## WHAT IS ASKED
The required result is the exact run of lines beginning at the one containing "Target: sofa backrest" and ending at the last line of the entries.

** START DATA FOR THIS TASK **

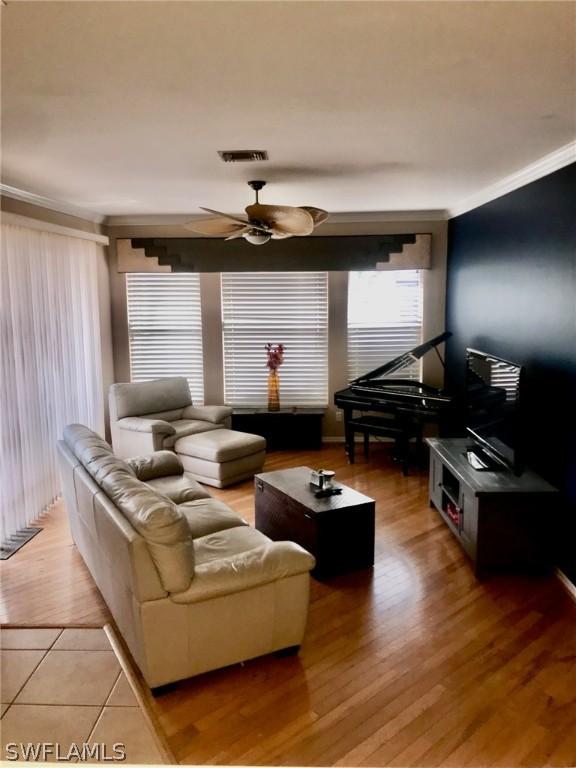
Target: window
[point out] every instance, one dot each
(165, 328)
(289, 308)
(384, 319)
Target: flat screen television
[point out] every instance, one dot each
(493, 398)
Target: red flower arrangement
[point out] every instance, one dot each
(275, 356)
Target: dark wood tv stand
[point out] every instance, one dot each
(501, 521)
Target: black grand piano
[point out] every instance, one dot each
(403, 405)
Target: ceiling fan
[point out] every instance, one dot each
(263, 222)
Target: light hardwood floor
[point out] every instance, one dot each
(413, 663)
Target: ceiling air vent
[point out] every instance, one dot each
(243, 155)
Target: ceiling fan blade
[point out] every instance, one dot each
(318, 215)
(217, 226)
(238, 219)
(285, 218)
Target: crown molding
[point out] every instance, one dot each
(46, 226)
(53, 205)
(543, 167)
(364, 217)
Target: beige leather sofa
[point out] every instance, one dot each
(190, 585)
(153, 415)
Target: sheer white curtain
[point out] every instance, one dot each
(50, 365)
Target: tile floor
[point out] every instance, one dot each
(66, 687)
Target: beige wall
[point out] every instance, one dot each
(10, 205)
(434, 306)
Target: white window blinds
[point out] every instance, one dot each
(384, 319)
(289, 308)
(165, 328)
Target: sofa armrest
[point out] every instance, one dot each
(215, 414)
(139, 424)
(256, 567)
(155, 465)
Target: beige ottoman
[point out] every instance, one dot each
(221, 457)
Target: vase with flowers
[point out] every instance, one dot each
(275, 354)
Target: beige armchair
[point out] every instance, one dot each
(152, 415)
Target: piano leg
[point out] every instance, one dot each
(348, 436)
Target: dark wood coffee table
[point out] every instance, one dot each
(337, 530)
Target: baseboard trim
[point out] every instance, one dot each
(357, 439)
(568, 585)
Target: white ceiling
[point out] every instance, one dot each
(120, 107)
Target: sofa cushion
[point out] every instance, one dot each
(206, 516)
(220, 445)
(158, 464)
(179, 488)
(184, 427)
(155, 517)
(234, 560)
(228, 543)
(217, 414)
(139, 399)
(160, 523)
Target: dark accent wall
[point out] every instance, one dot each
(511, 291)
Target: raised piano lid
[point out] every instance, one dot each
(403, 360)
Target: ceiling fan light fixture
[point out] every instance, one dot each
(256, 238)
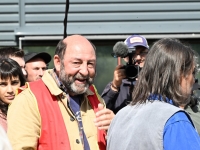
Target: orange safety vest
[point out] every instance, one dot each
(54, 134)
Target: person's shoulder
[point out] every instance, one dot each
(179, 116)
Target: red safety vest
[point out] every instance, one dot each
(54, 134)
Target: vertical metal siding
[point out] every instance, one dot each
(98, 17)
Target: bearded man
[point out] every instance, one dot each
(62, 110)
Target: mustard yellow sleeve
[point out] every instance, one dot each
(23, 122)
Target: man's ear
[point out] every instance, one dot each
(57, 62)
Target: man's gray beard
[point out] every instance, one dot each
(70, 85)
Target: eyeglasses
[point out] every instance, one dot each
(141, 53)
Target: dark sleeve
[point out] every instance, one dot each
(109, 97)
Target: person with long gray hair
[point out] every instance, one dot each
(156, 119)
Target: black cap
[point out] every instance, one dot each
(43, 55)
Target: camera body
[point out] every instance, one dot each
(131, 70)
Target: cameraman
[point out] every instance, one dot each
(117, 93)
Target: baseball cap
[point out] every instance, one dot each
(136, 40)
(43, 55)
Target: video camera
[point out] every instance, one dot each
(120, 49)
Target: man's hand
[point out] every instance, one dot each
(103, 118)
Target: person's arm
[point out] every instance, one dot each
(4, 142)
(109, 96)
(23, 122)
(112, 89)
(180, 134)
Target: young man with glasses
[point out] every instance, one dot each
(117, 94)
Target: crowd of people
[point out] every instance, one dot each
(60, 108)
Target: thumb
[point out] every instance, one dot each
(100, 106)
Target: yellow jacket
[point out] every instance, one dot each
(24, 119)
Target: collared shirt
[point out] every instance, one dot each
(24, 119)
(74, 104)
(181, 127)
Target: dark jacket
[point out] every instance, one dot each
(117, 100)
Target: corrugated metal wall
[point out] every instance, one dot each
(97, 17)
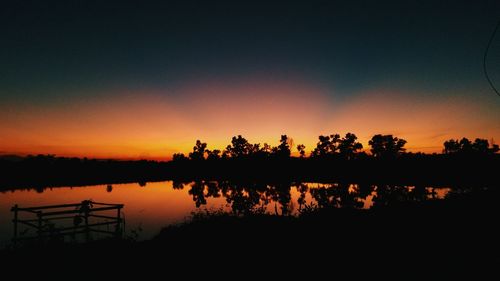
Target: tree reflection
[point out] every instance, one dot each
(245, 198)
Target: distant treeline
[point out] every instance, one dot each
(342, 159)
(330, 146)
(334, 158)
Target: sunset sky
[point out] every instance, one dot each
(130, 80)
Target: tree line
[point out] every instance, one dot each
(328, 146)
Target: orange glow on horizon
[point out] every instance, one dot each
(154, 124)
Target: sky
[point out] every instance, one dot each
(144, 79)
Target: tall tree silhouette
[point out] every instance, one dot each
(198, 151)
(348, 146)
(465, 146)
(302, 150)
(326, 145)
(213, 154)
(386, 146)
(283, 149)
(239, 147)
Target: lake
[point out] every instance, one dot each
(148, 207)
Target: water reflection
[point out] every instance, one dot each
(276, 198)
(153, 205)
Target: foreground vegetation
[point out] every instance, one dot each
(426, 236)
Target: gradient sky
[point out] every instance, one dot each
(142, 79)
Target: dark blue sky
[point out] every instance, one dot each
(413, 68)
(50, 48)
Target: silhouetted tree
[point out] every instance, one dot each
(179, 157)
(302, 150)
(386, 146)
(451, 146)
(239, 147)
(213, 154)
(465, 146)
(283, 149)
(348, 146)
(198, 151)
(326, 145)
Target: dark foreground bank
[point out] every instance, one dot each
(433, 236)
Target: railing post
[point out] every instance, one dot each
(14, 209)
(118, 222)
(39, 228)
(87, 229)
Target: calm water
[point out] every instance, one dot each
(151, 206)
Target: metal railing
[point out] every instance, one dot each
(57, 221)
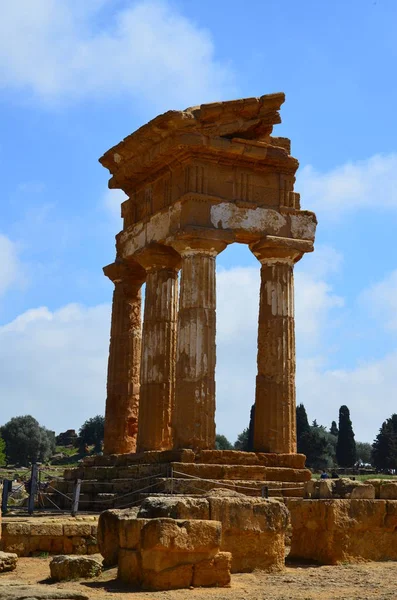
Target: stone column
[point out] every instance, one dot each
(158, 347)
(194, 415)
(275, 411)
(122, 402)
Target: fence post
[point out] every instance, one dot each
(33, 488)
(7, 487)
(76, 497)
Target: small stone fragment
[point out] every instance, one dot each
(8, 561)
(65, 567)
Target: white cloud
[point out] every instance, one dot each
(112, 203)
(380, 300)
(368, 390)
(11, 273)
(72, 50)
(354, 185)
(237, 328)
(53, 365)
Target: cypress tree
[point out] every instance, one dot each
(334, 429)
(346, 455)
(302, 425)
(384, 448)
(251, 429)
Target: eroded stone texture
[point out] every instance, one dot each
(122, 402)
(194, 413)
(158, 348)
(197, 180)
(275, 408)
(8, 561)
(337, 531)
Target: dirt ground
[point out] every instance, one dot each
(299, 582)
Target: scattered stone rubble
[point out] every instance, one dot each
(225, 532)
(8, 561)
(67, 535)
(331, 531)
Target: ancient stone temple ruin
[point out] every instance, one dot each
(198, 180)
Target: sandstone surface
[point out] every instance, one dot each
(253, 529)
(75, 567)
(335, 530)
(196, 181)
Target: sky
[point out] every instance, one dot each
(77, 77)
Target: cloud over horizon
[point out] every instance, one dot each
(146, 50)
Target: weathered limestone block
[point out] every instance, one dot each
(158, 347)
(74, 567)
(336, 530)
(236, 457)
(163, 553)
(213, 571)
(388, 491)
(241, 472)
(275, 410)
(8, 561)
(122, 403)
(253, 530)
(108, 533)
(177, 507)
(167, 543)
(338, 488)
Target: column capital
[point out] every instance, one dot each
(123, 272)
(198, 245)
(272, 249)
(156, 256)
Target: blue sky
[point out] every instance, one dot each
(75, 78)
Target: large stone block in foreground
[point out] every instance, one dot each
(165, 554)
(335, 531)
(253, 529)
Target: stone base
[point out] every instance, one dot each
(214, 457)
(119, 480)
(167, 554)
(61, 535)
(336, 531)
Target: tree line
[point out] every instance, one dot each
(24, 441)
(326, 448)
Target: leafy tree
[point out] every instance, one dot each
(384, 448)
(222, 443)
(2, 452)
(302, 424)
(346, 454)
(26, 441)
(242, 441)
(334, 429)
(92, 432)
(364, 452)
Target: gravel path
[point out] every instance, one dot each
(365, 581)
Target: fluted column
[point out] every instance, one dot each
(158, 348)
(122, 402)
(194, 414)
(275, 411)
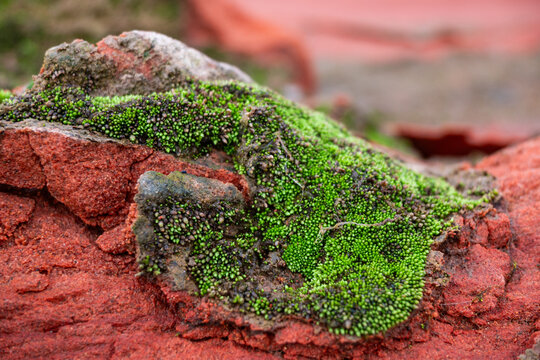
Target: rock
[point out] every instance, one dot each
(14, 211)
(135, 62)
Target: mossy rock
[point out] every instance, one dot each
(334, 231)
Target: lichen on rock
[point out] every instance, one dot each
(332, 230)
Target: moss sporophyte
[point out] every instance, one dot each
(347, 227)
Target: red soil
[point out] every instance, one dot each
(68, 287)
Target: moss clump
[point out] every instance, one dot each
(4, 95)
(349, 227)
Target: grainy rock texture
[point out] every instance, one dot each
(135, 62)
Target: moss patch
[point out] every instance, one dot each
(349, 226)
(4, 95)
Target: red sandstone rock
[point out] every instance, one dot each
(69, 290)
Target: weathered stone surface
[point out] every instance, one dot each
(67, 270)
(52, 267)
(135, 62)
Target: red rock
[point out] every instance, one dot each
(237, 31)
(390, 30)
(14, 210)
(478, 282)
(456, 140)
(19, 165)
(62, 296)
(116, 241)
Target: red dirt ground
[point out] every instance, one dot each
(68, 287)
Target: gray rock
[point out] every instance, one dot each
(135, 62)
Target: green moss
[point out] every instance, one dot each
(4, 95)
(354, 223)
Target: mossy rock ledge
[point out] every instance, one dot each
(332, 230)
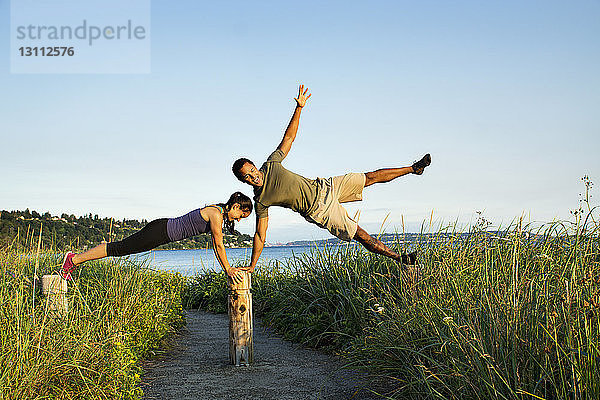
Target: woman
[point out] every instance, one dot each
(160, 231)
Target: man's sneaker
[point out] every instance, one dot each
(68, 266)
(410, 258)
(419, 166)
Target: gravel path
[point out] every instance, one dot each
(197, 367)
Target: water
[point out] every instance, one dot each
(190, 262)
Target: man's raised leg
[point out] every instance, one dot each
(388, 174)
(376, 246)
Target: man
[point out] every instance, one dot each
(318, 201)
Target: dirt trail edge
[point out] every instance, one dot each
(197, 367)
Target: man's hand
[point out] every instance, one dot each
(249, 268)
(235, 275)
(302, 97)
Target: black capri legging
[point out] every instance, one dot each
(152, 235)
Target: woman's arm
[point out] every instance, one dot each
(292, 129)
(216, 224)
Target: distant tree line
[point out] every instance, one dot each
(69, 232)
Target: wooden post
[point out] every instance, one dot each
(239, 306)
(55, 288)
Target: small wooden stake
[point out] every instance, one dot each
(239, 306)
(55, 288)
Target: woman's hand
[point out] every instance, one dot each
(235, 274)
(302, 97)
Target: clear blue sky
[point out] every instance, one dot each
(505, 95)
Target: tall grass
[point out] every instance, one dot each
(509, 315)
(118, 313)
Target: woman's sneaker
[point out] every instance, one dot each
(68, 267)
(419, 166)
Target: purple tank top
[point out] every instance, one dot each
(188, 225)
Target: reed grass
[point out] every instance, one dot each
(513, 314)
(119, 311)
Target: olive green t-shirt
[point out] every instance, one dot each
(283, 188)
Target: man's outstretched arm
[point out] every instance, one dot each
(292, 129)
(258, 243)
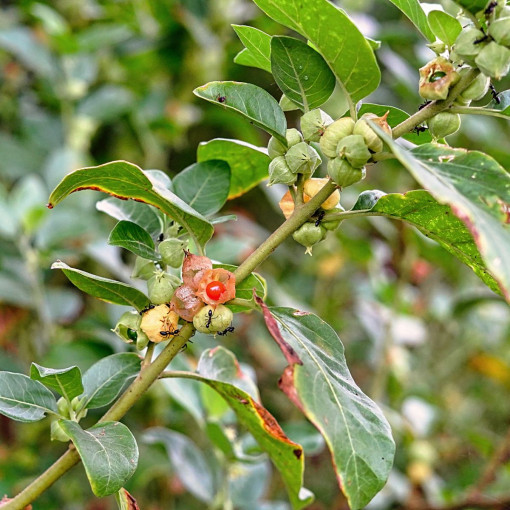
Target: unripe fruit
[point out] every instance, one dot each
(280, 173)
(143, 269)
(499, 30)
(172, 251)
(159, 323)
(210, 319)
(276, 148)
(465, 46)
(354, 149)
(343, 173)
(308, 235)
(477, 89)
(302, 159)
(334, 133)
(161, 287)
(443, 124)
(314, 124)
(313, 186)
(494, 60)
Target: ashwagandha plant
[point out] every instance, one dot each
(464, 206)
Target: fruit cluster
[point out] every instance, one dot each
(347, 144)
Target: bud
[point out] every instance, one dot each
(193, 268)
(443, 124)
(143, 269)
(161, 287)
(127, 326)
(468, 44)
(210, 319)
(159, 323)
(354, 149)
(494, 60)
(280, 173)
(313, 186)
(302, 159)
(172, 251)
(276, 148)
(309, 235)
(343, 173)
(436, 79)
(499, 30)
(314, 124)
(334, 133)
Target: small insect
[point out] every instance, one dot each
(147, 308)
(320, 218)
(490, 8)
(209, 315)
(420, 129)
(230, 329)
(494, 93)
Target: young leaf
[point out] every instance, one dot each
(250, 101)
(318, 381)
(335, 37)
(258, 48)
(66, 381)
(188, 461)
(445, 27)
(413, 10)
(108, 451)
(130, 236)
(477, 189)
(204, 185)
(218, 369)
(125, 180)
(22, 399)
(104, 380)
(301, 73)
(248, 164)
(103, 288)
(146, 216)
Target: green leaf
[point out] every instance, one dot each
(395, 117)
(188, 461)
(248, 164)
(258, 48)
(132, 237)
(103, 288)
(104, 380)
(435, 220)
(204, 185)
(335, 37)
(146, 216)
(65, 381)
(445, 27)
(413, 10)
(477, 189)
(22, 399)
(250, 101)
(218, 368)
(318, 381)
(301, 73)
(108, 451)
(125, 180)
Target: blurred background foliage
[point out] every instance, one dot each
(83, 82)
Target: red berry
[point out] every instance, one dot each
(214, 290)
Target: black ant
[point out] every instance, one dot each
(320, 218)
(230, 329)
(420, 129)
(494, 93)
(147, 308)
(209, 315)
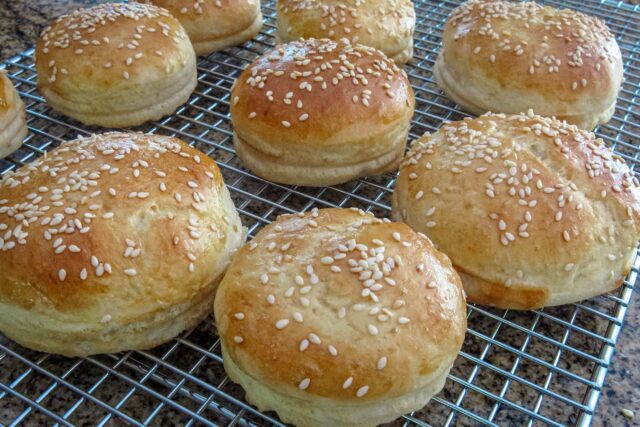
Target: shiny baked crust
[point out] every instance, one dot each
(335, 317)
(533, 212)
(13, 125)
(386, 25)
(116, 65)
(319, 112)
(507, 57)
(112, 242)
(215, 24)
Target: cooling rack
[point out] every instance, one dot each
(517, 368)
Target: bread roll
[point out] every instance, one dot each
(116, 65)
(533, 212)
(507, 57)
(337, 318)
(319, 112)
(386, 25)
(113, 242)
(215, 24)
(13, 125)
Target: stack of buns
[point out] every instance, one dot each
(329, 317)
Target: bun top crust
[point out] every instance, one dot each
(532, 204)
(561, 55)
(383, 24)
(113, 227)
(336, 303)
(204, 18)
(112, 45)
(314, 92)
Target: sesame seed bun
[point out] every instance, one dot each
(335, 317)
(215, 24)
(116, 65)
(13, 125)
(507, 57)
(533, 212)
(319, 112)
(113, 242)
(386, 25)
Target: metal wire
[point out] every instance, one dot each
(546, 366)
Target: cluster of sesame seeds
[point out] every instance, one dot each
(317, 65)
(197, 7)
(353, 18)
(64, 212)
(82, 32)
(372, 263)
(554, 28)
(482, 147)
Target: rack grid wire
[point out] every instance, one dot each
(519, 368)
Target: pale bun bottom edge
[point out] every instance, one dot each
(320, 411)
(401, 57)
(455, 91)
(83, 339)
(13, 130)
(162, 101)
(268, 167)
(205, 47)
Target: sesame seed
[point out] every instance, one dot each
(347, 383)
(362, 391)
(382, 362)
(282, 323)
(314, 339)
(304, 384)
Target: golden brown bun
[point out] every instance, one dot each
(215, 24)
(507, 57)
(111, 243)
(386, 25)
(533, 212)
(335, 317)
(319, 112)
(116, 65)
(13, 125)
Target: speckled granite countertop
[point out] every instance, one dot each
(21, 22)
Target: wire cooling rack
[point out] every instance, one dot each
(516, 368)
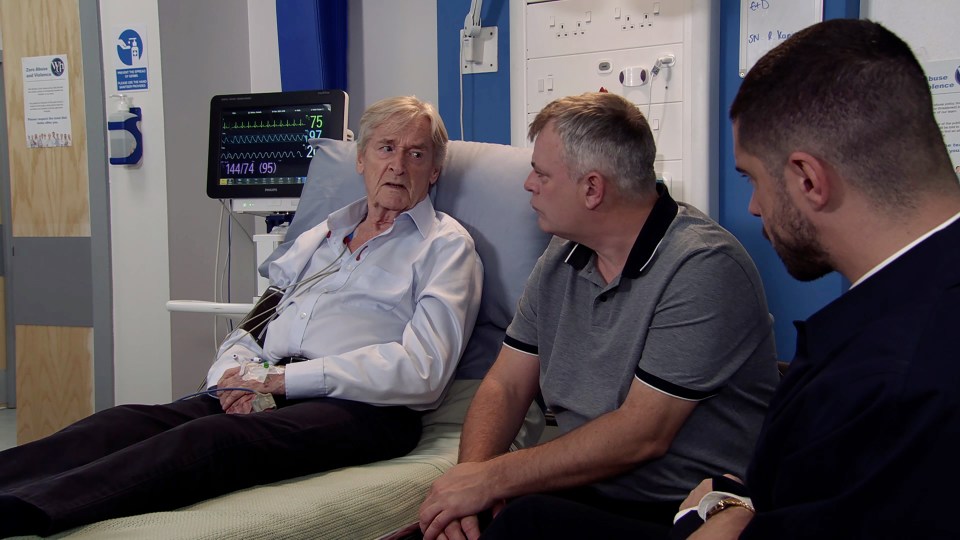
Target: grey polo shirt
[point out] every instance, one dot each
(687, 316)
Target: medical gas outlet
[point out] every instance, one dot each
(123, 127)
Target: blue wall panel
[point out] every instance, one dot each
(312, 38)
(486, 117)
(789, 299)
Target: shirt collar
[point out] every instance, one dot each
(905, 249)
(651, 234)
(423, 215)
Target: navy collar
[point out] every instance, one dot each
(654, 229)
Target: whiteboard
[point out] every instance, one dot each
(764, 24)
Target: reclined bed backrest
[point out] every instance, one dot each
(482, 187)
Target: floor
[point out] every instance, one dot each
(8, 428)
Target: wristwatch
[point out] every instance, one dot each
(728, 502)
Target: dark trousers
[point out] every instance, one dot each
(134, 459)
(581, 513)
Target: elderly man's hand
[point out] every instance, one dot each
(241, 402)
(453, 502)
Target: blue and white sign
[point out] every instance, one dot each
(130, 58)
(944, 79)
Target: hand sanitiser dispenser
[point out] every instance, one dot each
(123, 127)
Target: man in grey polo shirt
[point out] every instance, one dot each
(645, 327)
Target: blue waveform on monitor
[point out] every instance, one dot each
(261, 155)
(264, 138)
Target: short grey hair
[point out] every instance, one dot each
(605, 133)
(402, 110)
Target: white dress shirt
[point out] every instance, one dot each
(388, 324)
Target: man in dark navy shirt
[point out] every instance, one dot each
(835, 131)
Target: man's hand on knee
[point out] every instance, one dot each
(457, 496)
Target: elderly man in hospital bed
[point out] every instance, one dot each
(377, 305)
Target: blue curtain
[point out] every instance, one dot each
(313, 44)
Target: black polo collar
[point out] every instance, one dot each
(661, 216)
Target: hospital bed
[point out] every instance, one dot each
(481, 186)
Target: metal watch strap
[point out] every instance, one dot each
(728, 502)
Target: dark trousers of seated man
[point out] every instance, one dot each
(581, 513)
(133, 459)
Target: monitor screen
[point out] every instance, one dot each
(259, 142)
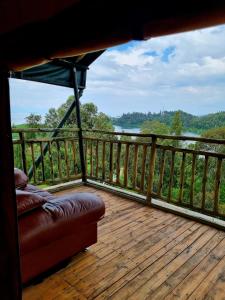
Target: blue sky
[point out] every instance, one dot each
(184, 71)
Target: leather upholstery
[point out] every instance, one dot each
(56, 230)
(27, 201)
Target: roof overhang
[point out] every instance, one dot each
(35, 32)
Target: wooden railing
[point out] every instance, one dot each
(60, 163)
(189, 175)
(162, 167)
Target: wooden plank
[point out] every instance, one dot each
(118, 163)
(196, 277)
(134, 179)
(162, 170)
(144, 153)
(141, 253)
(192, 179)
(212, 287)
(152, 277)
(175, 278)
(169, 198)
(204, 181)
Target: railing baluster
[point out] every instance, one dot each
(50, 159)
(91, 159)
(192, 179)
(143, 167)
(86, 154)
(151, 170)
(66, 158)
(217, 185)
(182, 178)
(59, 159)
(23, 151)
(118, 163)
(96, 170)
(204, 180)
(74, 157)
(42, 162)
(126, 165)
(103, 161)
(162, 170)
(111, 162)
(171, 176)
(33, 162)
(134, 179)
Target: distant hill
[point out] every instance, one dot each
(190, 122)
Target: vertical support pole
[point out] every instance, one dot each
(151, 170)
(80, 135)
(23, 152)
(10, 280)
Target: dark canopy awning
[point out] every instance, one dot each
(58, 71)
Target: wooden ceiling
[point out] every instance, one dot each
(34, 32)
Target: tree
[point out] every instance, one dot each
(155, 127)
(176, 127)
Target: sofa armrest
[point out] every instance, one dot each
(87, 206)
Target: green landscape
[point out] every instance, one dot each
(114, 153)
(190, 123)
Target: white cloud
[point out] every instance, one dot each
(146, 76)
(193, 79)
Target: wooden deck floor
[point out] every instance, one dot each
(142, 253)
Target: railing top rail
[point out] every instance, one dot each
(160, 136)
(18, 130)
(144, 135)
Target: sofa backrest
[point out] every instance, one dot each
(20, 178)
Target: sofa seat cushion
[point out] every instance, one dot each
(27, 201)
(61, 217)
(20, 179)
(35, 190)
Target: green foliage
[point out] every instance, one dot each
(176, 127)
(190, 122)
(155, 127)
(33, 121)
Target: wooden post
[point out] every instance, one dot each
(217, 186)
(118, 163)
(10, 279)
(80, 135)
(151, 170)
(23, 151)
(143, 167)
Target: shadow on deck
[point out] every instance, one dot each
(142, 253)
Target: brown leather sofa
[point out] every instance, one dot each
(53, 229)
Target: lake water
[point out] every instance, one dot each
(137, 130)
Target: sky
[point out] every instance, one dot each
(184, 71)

** END DATA FOR THIS TASK **

## RESPONSE TO THIS EXERCISE
Target: sofa backrest
[point out] every instance, one dot each
(20, 178)
Target: sofa seat cushion
[point out] every instance, one dot each
(27, 201)
(61, 217)
(20, 179)
(35, 190)
Target: green foliage
[point out] every instance, one dot each
(176, 127)
(190, 122)
(155, 127)
(33, 121)
Target: wooden post
[point out] every instance, one dot each
(217, 186)
(118, 163)
(10, 279)
(80, 135)
(151, 170)
(23, 151)
(143, 167)
Target: shadow on deck
[point out] every instance, one dot each
(142, 253)
Target: brown leather sofa
[point out] every instance, one dot each
(53, 229)
Target: lake water
[point out] every instance, one dot each
(137, 130)
Target: sky
[point out] every instance, one dot each
(184, 71)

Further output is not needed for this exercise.